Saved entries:
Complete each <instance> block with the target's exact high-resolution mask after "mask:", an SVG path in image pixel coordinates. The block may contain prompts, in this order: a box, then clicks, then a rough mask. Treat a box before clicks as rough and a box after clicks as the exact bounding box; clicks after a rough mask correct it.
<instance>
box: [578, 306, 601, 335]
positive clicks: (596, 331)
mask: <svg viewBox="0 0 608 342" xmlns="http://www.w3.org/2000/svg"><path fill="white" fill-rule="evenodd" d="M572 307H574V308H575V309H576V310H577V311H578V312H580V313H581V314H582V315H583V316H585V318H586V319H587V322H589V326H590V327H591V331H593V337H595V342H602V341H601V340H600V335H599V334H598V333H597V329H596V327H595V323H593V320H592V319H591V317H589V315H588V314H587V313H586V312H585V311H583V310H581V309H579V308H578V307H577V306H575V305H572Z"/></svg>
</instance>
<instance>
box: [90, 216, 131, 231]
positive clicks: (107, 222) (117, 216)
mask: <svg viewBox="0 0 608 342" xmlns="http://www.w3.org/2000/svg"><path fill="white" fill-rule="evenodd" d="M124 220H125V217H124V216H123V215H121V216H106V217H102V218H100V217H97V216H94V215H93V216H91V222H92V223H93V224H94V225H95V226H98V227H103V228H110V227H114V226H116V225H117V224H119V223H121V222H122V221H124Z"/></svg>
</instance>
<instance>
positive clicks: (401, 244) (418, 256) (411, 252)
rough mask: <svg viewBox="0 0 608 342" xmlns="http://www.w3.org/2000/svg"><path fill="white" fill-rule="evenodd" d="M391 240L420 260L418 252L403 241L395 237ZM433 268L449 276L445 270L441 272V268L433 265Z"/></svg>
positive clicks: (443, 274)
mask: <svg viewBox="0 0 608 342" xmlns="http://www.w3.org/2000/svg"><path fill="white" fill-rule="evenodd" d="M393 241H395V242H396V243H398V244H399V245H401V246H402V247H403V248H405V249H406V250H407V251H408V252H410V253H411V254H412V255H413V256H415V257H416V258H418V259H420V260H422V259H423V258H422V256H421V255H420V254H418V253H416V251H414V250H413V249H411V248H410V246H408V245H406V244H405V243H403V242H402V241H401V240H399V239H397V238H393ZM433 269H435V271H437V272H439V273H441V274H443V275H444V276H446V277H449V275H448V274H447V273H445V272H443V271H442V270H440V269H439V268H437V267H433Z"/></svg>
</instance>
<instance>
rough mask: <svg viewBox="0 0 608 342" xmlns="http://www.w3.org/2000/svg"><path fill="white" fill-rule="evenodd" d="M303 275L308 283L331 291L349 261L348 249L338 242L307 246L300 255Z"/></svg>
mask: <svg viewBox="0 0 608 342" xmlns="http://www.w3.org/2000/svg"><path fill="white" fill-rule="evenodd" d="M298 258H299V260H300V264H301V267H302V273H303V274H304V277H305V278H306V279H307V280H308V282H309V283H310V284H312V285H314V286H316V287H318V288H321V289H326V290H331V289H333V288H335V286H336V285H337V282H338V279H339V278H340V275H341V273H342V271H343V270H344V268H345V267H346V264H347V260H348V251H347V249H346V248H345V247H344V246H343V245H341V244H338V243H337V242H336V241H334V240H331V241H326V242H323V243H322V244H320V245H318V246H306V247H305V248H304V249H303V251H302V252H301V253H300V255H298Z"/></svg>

**Description of the task**: Show each line from the entries above that contains the string "rough".

**The answer**:
Complete each <instance> block with the target's exact high-resolution mask after "mask:", an SVG path in image pixel coordinates. The block may contain prompts, in this order: a box, then clicks, then a rough mask. Treat a box before clicks as rough and a box after clicks as the exact bounding box; clicks after a rough mask correct it.
rough mask: <svg viewBox="0 0 608 342" xmlns="http://www.w3.org/2000/svg"><path fill="white" fill-rule="evenodd" d="M391 240L420 260L418 252L403 241L395 237ZM433 268L449 276L445 270L441 272V268L433 265Z"/></svg>
rough mask: <svg viewBox="0 0 608 342" xmlns="http://www.w3.org/2000/svg"><path fill="white" fill-rule="evenodd" d="M303 275L308 283L331 291L349 261L348 249L338 242L307 246L300 255Z"/></svg>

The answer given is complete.